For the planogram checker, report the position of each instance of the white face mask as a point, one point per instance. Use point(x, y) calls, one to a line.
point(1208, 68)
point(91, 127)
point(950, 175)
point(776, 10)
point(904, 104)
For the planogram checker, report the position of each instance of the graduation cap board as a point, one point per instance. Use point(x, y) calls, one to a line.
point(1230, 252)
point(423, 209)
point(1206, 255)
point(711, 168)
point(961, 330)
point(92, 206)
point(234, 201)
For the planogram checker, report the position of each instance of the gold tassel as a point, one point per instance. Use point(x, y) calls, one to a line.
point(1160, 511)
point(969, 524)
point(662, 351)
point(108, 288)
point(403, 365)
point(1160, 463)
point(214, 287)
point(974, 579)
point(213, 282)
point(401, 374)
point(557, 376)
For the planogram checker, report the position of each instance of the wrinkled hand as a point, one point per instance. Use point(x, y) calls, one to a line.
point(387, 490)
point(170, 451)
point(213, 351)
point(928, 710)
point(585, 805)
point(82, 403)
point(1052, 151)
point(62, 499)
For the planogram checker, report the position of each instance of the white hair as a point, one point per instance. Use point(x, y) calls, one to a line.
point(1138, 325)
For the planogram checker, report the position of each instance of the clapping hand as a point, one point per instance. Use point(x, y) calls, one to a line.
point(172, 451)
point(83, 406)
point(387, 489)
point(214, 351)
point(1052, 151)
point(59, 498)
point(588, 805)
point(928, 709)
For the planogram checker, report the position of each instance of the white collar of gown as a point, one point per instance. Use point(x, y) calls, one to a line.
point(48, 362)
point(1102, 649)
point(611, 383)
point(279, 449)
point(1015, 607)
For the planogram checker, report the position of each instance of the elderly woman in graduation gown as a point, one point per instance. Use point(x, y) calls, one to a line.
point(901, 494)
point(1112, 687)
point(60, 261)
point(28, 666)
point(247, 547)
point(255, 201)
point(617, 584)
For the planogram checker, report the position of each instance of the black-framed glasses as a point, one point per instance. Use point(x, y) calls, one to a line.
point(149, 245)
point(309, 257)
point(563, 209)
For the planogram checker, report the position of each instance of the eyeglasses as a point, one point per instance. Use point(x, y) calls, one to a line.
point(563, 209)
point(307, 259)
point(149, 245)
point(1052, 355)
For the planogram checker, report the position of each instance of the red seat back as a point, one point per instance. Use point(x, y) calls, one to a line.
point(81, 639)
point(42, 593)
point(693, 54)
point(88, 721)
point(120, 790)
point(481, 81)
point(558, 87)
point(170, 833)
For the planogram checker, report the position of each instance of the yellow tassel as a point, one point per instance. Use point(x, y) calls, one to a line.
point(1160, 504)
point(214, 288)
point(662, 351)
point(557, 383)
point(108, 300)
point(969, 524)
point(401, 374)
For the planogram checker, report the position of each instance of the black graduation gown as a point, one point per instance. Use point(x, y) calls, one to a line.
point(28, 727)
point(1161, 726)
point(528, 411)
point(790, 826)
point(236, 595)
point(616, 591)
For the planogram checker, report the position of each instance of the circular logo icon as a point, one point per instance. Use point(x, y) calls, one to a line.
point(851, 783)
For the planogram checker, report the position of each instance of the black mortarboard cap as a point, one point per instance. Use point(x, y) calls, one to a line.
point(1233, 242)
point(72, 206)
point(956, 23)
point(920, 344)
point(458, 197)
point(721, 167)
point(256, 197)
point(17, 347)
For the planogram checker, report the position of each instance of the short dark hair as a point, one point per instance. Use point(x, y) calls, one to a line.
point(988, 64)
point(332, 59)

- - - -

Exercise goal:
Output all records verbatim.

Solution to this task:
For the planogram checker, report the position of each instance of the white face mask as a point, one point per instance. Use point(x, y) calls, one to a line.
point(1208, 68)
point(91, 127)
point(950, 175)
point(776, 10)
point(904, 104)
For the planogram checker, report the position of each instance of the graduation cap board as a point, one point per instance. Use point(x, y) calls, one to a line.
point(1230, 252)
point(423, 209)
point(1206, 255)
point(711, 168)
point(961, 330)
point(92, 206)
point(234, 201)
For the planogram checker, report the position of each instance of the gold tassel as a point, one point per instance. Use point(x, y) calls, one to a line.
point(1160, 511)
point(969, 524)
point(662, 351)
point(108, 288)
point(403, 365)
point(1160, 463)
point(214, 287)
point(974, 579)
point(213, 282)
point(401, 374)
point(557, 376)
For the planogram checker, report the position of each instance of the wrinkled hand as a point, one point per instance. Use point(x, y) calls, one to a line.
point(387, 490)
point(170, 451)
point(213, 351)
point(928, 710)
point(585, 805)
point(82, 403)
point(1052, 151)
point(62, 499)
For the planogram checker, report the position of each instance of the white hair as a point, one point per instance. Use point(x, y) calls, one to a line.
point(1138, 325)
For the planogram checker, report the position of each instance of the clapping hand as a point, one point per instance. Use point(x, y) calls, one to a line.
point(172, 451)
point(83, 406)
point(387, 489)
point(214, 351)
point(1052, 151)
point(59, 498)
point(588, 805)
point(928, 709)
For the planogram checker, report the position of each instance of the white collar of gown as a point, one point per instance. Use point(x, y) calls, one to a line.
point(48, 362)
point(1102, 649)
point(611, 383)
point(279, 449)
point(1015, 607)
For the planogram checker, report the position of each instance of the elderly woman in graduation gown as a point, one point per instance. Use point(x, y) calls, one to a line.
point(901, 494)
point(1112, 687)
point(60, 261)
point(28, 666)
point(247, 547)
point(255, 201)
point(617, 584)
For the planogram checker, report the position of each instance of the black-framed glasses as a point, one point per instance. Use point(x, y) calls, one to a line.
point(149, 245)
point(309, 257)
point(563, 209)
For the planogram checker, report the position of each instance of the eyeglasses as a point, one point per instance. Use point(x, y) calls, one to a line.
point(563, 209)
point(307, 259)
point(149, 245)
point(1052, 355)
For the planogram checker, report the position of each instance of the red seat back as a point, one point per instance. Use point(x, y) calls, one to a line.
point(81, 639)
point(42, 593)
point(693, 54)
point(88, 721)
point(120, 790)
point(481, 81)
point(558, 87)
point(170, 833)
For the planogram checker, report the position of each instance of the yellow tassel as a point, one point per instance. Use point(x, y) calls, one to a line.
point(1160, 504)
point(214, 288)
point(662, 351)
point(557, 383)
point(108, 300)
point(969, 524)
point(401, 374)
For the planogram checker, report the position of each instance of the black graduation gown as a point, one point per instance. Use point(x, y) calls, one to a line.
point(28, 727)
point(1161, 726)
point(528, 411)
point(790, 826)
point(236, 595)
point(616, 591)
For the planogram checker, report the position of each instance of the circular logo icon as a point, one point per instance. Use point(x, y) calls, one to a line.
point(851, 783)
For the planogram checker, report the position of each instance of the black mortarboard cap as a point, one point per instance. Use point(x, y) calls, one to a line.
point(1233, 242)
point(72, 206)
point(956, 23)
point(920, 344)
point(458, 197)
point(721, 167)
point(256, 197)
point(17, 347)
For the planogram checker, report the position of each instance of the short dark hair as a point, one point per instance. Use point(x, y) calls, one to a line.
point(988, 64)
point(332, 59)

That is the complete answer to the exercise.